# APPLY WHAT YOU READ
1: Reproduce word for word the stretch of the surrogacy ruling article from "The registrar of" through "and succession rights.".
2: Extend the surrogacy ruling article, beginning right after its last sentence.

# TEXT PROVIDED
BEGIN

Surrogate mother to be named on birth certs

Marion Campbell, solicitor for the genetic parents, speaks to the media.

The genetic mother of twins born to a surrogate has lost her legal battle to be declared the children’s legal mother on their birth certificate.

In a landmark Supreme Court judgment the State yesterday won by a 6:1 majority its appeal against a High Court ruling that the genetic mother of twins born to a surrogate is entitled to be registered as their legal mother on their birth certificate.

Ms Justice Susan Denham, the Chief Justice, said the issues in the case arose from radical developments in assisted human reproduction and were “quintessentially” for the legislature, not the courts, to address.

There was “clearly merit” in the legislature doing so as there was a legal “lacuna” about certain rights, especially those of children born via such arrangements. “Any law on surrogacy affects the status and rights of persons, especially children: it creates complex relationships and has a deep social content,” she said.

In separate judgments, Mr Justice John Murray, Mr Justice Adrian Hardiman, Mr Justice Donal O’Donnell, Mr Justice William McKechnie, and Mr Justice John MacMenamin agreed the appeal should be allowed while Mr Justice Frank Clarke dissented.

The case centred on twins born, using genetic material from their parents, to a surrogate — a sister of the genetic mother, who cannot carry children due to a disability.

The registrar of births registered the genetic father as the twins’ father on their birth certificates but refused to register the genetic mother because she was not the birth mother and said the surrogate must be registered as the legal mother. The genetic parents successfully challenged that in the High Court which ruled motherhood is based on genetic links.

The State appealed, arguing the High Court decision had “massive” implications, including for mothers who bore children using donated eggs, and citizenship and succession rights.

END

Dataset entries

BEGIN

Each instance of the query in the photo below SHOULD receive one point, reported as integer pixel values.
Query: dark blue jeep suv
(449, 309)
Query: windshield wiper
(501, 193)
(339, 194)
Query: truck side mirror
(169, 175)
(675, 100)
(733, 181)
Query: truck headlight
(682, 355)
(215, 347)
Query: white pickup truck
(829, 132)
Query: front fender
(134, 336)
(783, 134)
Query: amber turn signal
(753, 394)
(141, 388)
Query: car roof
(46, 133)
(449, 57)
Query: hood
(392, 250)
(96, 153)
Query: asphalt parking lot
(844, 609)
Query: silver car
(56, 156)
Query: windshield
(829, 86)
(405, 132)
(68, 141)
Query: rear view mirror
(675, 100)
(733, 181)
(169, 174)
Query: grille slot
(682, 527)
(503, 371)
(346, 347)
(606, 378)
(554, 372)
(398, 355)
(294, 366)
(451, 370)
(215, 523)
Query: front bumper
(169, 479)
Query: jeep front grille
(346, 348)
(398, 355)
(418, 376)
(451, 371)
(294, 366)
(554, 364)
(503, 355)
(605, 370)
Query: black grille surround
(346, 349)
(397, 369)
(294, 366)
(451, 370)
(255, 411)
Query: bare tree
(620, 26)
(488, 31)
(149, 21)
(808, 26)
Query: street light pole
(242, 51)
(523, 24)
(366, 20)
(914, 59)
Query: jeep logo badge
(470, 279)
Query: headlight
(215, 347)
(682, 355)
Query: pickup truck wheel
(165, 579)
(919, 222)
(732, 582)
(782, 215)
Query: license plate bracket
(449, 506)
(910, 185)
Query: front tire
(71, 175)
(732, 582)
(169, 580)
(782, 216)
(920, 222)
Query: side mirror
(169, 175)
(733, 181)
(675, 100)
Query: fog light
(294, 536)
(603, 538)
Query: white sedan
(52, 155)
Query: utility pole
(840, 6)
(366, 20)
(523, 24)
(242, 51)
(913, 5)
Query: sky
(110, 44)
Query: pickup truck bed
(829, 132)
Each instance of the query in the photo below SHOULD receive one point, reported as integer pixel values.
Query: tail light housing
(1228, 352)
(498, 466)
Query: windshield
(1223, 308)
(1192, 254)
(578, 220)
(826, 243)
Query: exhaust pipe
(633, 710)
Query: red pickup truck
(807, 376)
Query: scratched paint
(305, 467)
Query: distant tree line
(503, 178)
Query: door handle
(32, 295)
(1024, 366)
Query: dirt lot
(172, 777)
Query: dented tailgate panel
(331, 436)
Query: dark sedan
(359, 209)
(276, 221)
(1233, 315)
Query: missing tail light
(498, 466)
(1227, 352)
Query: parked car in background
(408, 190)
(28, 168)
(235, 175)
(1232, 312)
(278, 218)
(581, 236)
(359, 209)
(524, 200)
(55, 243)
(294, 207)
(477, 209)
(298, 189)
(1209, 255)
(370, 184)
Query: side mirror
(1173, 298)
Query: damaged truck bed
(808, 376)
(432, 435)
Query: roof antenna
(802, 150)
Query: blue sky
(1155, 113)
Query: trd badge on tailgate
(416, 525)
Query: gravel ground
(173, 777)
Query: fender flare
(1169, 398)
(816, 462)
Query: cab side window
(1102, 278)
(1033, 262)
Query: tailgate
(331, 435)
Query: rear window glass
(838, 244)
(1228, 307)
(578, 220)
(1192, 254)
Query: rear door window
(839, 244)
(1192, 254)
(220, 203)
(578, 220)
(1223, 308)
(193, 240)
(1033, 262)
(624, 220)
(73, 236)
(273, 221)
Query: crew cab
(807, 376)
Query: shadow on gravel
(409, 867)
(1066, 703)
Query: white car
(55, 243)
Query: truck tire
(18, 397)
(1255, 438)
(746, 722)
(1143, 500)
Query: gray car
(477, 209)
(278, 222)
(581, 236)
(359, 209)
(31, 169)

END
BEGIN

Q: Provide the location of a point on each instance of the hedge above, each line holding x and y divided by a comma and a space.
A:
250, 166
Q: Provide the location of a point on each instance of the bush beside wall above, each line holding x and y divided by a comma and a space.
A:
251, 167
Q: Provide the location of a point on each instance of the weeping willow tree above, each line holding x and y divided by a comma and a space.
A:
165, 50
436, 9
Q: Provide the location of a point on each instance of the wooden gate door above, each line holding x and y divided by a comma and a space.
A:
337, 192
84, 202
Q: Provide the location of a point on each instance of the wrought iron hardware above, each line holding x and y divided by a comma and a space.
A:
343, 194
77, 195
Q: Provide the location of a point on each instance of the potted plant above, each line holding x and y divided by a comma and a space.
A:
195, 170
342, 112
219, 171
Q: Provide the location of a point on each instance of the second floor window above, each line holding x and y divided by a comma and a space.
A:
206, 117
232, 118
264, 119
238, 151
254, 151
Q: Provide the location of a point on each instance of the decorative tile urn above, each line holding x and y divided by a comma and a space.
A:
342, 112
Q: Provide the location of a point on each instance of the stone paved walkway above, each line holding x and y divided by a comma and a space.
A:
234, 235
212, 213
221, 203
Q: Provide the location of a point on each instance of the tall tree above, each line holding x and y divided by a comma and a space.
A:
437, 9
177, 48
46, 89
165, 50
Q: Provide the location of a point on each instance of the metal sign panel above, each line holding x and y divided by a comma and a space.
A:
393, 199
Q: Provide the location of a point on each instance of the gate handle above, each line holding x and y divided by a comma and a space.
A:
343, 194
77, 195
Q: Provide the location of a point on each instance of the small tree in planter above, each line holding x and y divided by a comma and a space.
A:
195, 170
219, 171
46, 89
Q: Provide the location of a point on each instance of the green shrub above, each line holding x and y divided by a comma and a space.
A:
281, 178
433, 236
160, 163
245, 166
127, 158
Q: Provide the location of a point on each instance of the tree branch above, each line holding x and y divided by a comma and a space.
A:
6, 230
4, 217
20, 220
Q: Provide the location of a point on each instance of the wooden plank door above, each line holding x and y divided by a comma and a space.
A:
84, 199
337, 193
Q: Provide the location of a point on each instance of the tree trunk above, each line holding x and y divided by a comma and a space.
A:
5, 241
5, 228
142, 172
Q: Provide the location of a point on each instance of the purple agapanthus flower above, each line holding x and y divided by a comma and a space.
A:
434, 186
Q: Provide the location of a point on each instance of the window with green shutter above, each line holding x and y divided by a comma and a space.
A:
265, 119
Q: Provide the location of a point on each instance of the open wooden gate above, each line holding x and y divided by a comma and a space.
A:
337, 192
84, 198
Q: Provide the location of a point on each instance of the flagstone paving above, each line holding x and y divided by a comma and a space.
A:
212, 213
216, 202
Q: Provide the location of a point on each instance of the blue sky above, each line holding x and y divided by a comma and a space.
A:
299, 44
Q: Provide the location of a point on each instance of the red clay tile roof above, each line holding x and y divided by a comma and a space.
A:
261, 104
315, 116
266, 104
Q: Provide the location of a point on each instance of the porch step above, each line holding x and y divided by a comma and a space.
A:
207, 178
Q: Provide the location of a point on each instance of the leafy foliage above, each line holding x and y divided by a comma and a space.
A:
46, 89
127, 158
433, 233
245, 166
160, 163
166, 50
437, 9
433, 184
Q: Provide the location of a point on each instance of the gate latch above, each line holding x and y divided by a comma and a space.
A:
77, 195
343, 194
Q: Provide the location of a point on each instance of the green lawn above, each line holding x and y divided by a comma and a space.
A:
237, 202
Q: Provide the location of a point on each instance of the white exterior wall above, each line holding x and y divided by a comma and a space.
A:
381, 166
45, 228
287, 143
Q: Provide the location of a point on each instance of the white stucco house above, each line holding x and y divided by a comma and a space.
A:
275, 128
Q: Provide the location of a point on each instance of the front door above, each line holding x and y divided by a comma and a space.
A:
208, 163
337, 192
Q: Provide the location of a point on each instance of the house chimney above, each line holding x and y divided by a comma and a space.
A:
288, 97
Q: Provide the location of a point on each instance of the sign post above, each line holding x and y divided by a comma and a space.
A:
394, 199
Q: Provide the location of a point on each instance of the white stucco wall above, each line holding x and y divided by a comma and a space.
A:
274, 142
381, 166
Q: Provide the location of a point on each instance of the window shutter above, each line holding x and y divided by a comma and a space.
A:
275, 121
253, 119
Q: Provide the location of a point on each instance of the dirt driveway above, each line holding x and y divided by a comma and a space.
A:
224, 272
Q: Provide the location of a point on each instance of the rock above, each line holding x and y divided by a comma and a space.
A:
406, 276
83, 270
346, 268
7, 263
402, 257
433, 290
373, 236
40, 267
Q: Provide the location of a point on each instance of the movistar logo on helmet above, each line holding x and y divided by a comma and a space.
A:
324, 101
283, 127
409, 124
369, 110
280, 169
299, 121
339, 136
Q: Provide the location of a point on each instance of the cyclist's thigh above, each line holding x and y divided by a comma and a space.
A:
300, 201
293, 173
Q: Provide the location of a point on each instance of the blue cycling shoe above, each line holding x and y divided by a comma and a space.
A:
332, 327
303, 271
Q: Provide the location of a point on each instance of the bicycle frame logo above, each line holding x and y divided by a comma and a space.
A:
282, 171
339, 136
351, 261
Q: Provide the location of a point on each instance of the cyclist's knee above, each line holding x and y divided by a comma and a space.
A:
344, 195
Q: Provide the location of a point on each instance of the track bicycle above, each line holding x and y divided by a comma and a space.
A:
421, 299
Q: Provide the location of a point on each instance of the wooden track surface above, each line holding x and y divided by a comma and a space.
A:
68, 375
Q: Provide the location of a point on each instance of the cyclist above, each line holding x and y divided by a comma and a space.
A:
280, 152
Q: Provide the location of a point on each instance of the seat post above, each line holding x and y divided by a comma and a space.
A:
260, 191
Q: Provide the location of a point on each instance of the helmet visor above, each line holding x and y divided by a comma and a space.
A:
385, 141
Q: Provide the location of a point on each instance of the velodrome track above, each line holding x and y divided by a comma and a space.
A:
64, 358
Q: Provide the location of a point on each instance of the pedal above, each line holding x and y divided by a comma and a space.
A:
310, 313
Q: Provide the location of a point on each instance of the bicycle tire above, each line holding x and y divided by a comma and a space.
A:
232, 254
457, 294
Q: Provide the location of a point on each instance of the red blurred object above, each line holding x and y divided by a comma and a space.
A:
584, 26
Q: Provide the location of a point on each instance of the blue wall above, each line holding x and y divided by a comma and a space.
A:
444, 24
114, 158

END
BEGIN

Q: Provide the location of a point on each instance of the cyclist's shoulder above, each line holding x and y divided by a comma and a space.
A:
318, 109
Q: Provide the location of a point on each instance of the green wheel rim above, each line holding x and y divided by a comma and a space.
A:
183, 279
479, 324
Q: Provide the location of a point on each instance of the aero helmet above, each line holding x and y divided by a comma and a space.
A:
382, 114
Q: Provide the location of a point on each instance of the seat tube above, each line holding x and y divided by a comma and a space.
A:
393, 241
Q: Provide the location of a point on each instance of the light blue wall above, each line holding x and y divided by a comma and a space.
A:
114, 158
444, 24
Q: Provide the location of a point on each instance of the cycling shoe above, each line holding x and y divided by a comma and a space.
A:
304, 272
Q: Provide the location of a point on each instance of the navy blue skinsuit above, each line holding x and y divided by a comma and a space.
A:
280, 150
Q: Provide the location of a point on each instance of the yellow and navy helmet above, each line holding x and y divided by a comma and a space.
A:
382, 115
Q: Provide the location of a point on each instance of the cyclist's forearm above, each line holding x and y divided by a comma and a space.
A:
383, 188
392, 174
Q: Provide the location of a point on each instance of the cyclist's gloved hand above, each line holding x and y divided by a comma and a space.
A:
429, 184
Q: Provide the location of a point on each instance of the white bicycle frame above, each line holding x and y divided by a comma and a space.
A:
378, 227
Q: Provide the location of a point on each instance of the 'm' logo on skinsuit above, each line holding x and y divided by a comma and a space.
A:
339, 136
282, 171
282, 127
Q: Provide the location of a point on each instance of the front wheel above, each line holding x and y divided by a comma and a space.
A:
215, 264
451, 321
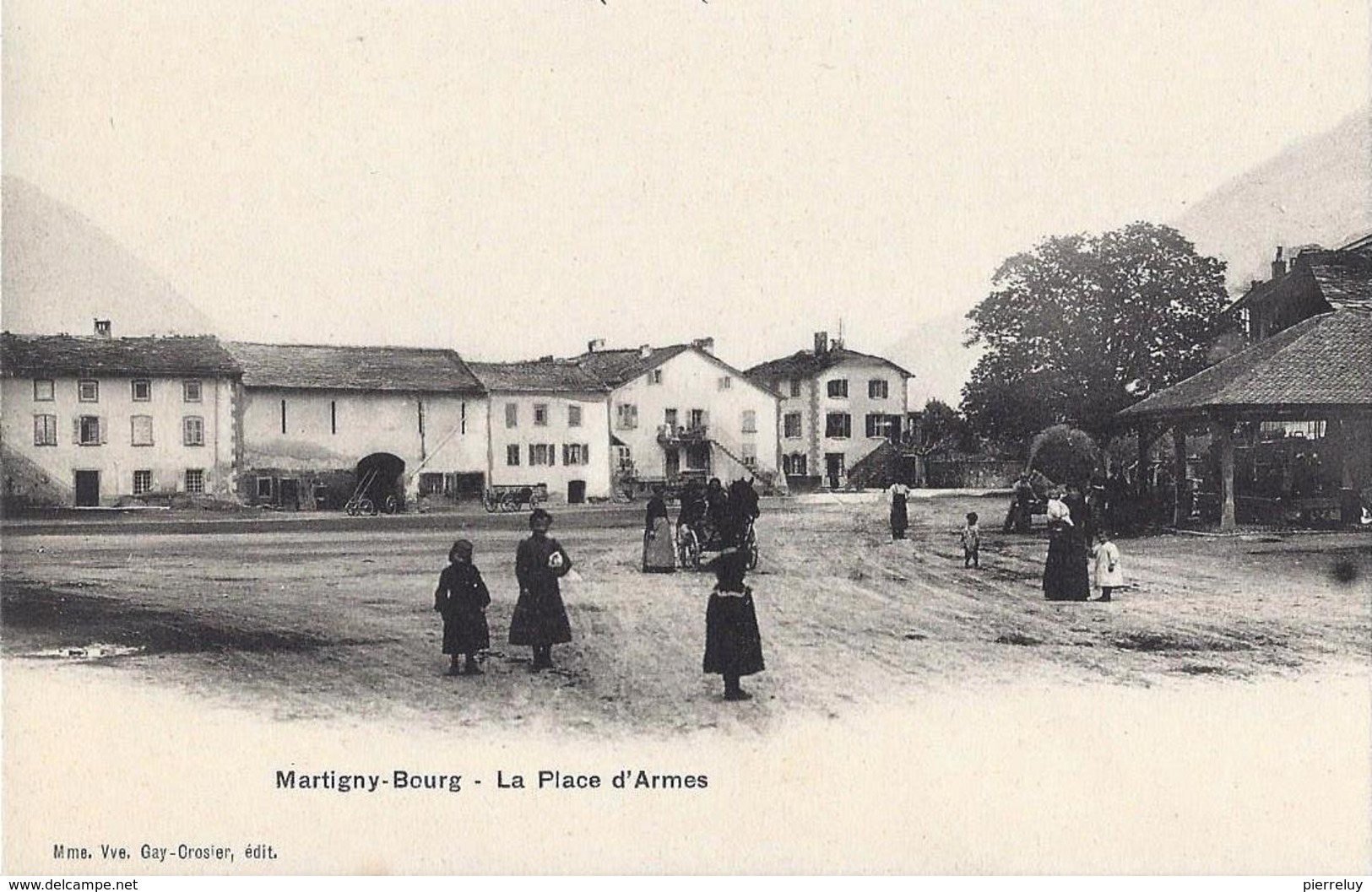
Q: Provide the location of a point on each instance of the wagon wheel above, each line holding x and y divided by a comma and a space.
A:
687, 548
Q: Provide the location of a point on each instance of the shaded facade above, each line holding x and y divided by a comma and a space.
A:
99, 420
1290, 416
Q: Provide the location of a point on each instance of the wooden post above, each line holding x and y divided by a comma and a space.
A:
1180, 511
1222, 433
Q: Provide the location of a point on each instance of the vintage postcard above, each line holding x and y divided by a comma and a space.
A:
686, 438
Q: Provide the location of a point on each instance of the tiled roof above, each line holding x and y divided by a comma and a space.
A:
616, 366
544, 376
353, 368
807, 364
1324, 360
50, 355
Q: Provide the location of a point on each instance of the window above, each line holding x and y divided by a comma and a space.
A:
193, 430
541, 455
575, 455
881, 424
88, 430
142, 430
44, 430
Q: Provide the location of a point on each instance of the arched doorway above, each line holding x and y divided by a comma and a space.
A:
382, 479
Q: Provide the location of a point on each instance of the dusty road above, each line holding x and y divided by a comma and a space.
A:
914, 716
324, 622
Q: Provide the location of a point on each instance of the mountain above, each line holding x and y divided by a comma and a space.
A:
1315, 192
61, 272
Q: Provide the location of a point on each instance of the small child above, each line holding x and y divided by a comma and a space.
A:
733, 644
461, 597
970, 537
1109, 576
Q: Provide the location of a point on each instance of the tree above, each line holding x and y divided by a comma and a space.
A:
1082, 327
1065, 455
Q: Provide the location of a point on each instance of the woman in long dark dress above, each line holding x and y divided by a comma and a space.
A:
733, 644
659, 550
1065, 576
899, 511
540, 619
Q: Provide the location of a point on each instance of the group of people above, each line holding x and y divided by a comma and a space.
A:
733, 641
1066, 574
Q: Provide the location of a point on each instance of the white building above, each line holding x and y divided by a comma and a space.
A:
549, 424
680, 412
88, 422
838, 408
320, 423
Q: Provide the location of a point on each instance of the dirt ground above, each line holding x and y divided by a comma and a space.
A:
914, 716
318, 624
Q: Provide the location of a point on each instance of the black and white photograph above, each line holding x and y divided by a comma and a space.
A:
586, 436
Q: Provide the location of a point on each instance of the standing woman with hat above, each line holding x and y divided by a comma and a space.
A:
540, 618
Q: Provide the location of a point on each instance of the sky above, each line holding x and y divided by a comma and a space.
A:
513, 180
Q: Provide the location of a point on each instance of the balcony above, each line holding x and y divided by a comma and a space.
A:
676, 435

END

# RESULTS OF THE EXERCISE
1:
The registrar of births registered the genetic father as the twins’ father on their birth certificates but refused to register the genetic mother because she was not the birth mother and said the surrogate must be registered as the legal mother. The genetic parents successfully challenged that in the High Court which ruled motherhood is based on genetic links.

The State appealed, arguing the High Court decision had “massive” implications, including for mothers who bore children using donated eggs, and citizenship and succession rights.

2:
The Chief Justice said the core issue was the registration of a “mother” under the Civil Registration Act 2004. There was “no definitive definition” of “mother” in the Constitution and nothing in the Constitution to prevent development of appropriate laws on surrogacy.

Mr Justice O’Donnell stressed his decision allowing the appeal was based on a narrow finding the 2004 act requires the birth mother to be registered as mother on the twins’ birth certificates.

It was “completely wrong” that a system which has not regulated assisted reproduction but permits children to be born via assisted reproduction fails to provide any system acknowledging the existence of a genetic mother not just for birth registration but for many other details of personal and family life recognised by the Constitution as “vital to the human person”, he said.

Dissenting, Mr Justice Clarke said the genetic mother and birth mother both have some of the characteristics of mothers as that term is used in Irish law. He did not believe scientific advances meant a loss of status as “mother” for either a birth or genetic mother.

Pending the necessary legislation, he considered the “least bad solution” required a birth mother and genetic mother to be both registered in some way and the registrar of births should put measures in place for that.